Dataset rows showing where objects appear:
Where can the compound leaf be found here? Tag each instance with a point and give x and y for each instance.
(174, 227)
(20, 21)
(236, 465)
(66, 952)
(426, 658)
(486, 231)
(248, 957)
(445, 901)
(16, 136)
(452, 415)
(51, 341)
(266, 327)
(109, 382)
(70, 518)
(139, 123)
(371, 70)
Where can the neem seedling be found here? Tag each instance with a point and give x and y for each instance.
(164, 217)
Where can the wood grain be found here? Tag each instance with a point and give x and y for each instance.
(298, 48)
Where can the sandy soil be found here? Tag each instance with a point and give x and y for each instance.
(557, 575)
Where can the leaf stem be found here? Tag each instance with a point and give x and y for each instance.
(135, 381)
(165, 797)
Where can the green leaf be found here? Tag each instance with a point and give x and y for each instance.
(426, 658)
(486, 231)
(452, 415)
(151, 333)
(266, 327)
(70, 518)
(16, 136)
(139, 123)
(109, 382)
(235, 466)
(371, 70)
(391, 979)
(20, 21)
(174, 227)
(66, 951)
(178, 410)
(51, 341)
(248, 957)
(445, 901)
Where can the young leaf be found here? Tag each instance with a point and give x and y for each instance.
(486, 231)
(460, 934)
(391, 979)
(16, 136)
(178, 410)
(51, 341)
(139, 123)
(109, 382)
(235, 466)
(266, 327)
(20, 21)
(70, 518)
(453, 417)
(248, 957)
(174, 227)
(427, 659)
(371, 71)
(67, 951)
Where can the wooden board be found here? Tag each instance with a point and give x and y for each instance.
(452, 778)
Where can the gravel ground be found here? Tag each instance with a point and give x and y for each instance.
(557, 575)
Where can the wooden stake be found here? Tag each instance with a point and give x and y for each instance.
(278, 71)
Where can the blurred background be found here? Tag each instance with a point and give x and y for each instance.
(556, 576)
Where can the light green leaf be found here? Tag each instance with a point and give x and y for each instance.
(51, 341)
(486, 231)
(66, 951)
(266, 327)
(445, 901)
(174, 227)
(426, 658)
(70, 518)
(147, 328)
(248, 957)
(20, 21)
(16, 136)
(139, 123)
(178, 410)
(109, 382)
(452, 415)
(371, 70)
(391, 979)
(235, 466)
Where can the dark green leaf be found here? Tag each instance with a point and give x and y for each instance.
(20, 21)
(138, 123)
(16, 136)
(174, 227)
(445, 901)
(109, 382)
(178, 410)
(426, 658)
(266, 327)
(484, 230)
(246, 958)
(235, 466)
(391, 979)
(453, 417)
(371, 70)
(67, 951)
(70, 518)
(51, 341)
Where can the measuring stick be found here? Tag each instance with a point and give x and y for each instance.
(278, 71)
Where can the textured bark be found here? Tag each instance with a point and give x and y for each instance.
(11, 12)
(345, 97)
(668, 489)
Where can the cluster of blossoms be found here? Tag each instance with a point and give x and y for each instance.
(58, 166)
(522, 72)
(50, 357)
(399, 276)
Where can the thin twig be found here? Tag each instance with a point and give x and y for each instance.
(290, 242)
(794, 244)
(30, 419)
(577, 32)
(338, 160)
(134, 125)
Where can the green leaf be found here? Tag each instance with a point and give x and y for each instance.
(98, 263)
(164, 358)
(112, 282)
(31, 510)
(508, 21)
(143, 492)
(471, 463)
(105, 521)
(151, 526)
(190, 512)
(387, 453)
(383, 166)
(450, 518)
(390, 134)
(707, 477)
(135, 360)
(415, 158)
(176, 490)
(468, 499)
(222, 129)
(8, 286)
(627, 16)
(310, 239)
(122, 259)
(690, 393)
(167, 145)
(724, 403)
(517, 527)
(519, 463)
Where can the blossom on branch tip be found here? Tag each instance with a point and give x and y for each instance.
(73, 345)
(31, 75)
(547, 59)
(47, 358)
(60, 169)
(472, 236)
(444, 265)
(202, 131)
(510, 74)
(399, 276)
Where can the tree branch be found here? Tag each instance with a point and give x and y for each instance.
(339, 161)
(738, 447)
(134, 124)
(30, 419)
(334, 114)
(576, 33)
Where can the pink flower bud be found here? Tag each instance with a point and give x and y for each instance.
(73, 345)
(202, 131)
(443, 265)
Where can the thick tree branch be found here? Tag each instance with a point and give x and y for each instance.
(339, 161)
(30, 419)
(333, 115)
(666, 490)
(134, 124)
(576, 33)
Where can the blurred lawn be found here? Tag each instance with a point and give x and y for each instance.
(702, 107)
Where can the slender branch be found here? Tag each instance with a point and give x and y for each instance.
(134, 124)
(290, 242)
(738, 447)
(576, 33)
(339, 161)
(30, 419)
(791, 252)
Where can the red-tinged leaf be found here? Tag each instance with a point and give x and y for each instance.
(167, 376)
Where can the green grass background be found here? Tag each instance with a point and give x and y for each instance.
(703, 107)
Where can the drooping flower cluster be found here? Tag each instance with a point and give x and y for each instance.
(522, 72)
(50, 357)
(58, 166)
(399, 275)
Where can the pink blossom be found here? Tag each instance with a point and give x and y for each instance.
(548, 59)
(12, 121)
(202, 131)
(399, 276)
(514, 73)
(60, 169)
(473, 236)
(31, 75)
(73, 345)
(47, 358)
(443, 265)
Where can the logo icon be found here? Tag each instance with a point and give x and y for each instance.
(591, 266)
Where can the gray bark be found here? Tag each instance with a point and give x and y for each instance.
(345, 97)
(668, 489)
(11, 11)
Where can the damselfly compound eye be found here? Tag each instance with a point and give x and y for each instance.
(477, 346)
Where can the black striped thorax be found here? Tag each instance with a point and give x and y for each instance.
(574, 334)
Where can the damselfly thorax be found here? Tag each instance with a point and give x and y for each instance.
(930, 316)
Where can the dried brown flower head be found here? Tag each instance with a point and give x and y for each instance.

▸ STATED EXERCISE
Recast all of the material above as a numbered list, leaving out any blank lines.

▸ ANSWER TO THE TASK
1. Where can the compound leaf be found here? Tag each instance with a point and give x and y for each instance.
2. (174, 227)
3. (20, 21)
4. (236, 465)
5. (66, 952)
6. (426, 658)
7. (486, 231)
8. (248, 957)
9. (445, 901)
10. (16, 136)
11. (452, 415)
12. (51, 341)
13. (266, 327)
14. (109, 382)
15. (70, 518)
16. (139, 123)
17. (371, 70)
18. Where can the neem seedling be found here? Tag each instance with a point and give x and y for each instance.
19. (164, 217)
20. Where can the wood grain be found here? Tag each instance with a point and give x and y for each instance.
21. (298, 48)
22. Where can the sandy soil be found here? Tag each instance with a point and give x and y for each instance.
23. (557, 575)
24. Where can the leaf stem be found here? Tag each instance with a point and give x and y for each instance.
25. (135, 381)
26. (165, 797)
27. Where can the green leaf be found here? Tag each instance with a point and give x and y for each instance.
28. (426, 658)
29. (486, 231)
30. (452, 415)
31. (151, 333)
32. (266, 327)
33. (70, 518)
34. (16, 136)
35. (139, 123)
36. (109, 382)
37. (235, 466)
38. (371, 70)
39. (391, 979)
40. (20, 21)
41. (174, 227)
42. (66, 951)
43. (178, 410)
44. (51, 341)
45. (248, 957)
46. (445, 901)
47. Where can the young leaf be found here? Tag each instance with a point and give x and y for each instance.
48. (486, 231)
49. (460, 934)
50. (391, 979)
51. (16, 136)
52. (178, 410)
53. (51, 341)
54. (139, 123)
55. (109, 382)
56. (235, 466)
57. (266, 327)
58. (20, 21)
59. (70, 518)
60. (453, 417)
61. (248, 957)
62. (174, 227)
63. (427, 659)
64. (371, 71)
65. (67, 951)
66. Where can the wooden board be found here? Tag each instance with a point and give x and y for each instance.
67. (452, 778)
68. Where can the gravel ground be found here? Tag each instance with a point and give x and y for each instance.
69. (557, 575)
70. Where can the wooden stake be found here? Tag each instance with a point and give x and y for each instance.
71. (278, 71)
72. Where can the blurred background be found here? Tag each instance with a point and give x and y for each instance.
73. (556, 576)
74. Where can the light green leaf be found here? Tag each instance with a point and give x and y for each instance.
75. (51, 341)
76. (486, 231)
77. (66, 951)
78. (266, 327)
79. (445, 901)
80. (174, 227)
81. (426, 658)
82. (70, 518)
83. (147, 328)
84. (248, 957)
85. (20, 21)
86. (16, 136)
87. (139, 123)
88. (178, 410)
89. (109, 382)
90. (452, 415)
91. (371, 70)
92. (391, 979)
93. (235, 466)
94. Where can the dark green leaf be found here? Tag each instance with a point and give x and y for each instance.
95. (20, 21)
96. (138, 123)
97. (16, 136)
98. (174, 227)
99. (445, 901)
100. (109, 382)
101. (178, 410)
102. (426, 658)
103. (266, 327)
104. (484, 230)
105. (246, 958)
106. (235, 466)
107. (391, 979)
108. (453, 417)
109. (371, 70)
110. (67, 951)
111. (70, 518)
112. (51, 341)
113. Where can the measuring stick be found here? Tag each instance with a point and give x and y for each instance.
114. (278, 71)
115. Where can the textured bark be found here? Tag each instance with a point and give x and y for each instance.
116. (11, 12)
117. (345, 97)
118. (668, 489)
119. Where can the cluster of blossoms be found here? Tag each instance with a point and give x and y for each instance.
120. (58, 166)
121. (522, 72)
122. (50, 357)
123. (399, 276)
124. Where can the thin twig be found here? Tag each instance with a point and give x and y for each instance.
125. (290, 242)
126. (794, 244)
127. (30, 419)
128. (577, 32)
129. (338, 160)
130. (134, 125)
131. Where can the green leaf be found here? Tag each instance with a point and give x and y for each instance.
132. (98, 263)
133. (164, 358)
134. (112, 282)
135. (31, 510)
136. (508, 21)
137. (143, 492)
138. (471, 463)
139. (105, 521)
140. (151, 526)
141. (190, 512)
142. (387, 453)
143. (383, 166)
144. (450, 518)
145. (390, 134)
146. (707, 477)
147. (135, 360)
148. (415, 158)
149. (176, 490)
150. (468, 499)
151. (222, 129)
152. (8, 286)
153. (627, 16)
154. (310, 239)
155. (122, 259)
156. (690, 393)
157. (167, 145)
158. (724, 403)
159. (517, 527)
160. (519, 463)
161. Where can the blossom on branch tip be found here? Tag each instance with a point and give x and y for each instance.
162. (73, 345)
163. (31, 75)
164. (547, 59)
165. (47, 358)
166. (60, 169)
167. (472, 236)
168. (444, 265)
169. (202, 131)
170. (510, 74)
171. (399, 276)
172. Where can the tree branch be found here? Tag each instance with a point and give x and y for each instance.
173. (339, 161)
174. (738, 447)
175. (134, 124)
176. (30, 419)
177. (334, 114)
178. (576, 33)
179. Where can the pink flower bud be found here? Tag each instance with a point and give x and y for each instance.
180. (73, 345)
181. (202, 131)
182. (443, 265)
183. Where can the thick tree branch be found here? Tag each instance with a point and give x and y for each instance.
184. (339, 161)
185. (30, 419)
186. (333, 115)
187. (666, 490)
188. (134, 124)
189. (576, 33)
190. Where can the blurred lawn be found here? Tag each instance with a point and give x and y for each instance.
191. (702, 107)
192. Where can the slender branch be found here? Tag each instance with a point and give x and y for each instance.
193. (134, 124)
194. (290, 242)
195. (738, 447)
196. (576, 33)
197. (339, 161)
198. (30, 419)
199. (791, 252)
200. Where can the red-tinged leaf be found here? Tag each instance with a point and give x and y for each instance.
201. (167, 376)
202. Where can the green grass background be found here? Tag each instance with a point and give x and y for each instance.
203. (703, 107)
204. Where can the drooping flower cluster be found here? Tag each instance with a point and give x and y for each instance.
205. (522, 72)
206. (50, 357)
207. (58, 166)
208. (399, 275)
209. Where can the pink blossom be found here? Tag each instance with a point and give x and y for each instance.
210. (548, 59)
211. (12, 121)
212. (202, 131)
213. (399, 276)
214. (514, 73)
215. (60, 169)
216. (473, 236)
217. (31, 75)
218. (73, 345)
219. (47, 358)
220. (443, 265)
221. Where can the logo icon be found here? Tag each instance with a point and give x and y for each instance.
222. (591, 266)
223. Where can the gray bark be found here? Tag each instance with a point and give x and y for each instance.
224. (345, 97)
225. (668, 489)
226. (11, 11)
227. Where can the damselfly compound eye be found here? Tag each instance with a point and give x and y for each instance.
228. (477, 346)
229. Where can the black striped thorax be found here? Tag each instance with a point and give x and y for each instance.
230. (574, 334)
231. Where can the damselfly thorax be found here? Tag each instance with a point and give x and y for each instance.
232. (930, 316)
233. Where can the dried brown flower head be found here? Tag each instance with a point and give x and y for each instance.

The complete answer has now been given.